PROVIDED MATERIAL
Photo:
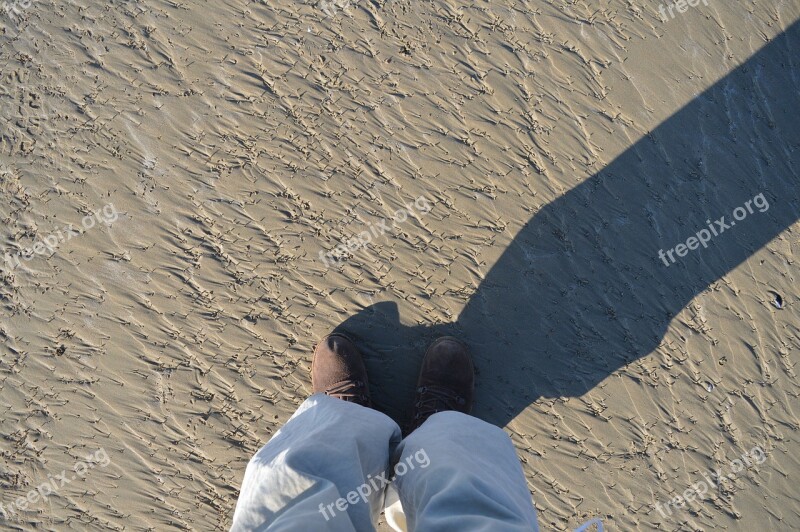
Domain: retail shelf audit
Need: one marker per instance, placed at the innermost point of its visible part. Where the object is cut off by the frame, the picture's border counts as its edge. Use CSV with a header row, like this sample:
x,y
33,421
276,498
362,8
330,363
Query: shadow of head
x,y
593,280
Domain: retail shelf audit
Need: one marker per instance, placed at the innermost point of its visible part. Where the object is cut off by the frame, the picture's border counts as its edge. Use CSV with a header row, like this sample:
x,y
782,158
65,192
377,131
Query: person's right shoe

INSTRUCTIONS TO FOLLOW
Reproduce every line of the material above word for word, leaving out the pictures.

FULL SOLUTION
Photo:
Domain: retail shelf audit
Need: one marker per instance, placed at the innermost point of its visible part. Where the object is cut off by the frame, the picture's border counts as its edge. Use CSV with a header row, like this sample:
x,y
33,421
276,498
362,8
330,363
Query: shadow of head
x,y
593,280
Domain: retail shelf audit
Need: one marker per instance, placed at the innermost point of its visible part. Where the object is cut off by the frame, the picture's border counts as its edge. Use CSV with a header row, like this sample:
x,y
782,158
65,192
377,131
Query: person's right shoe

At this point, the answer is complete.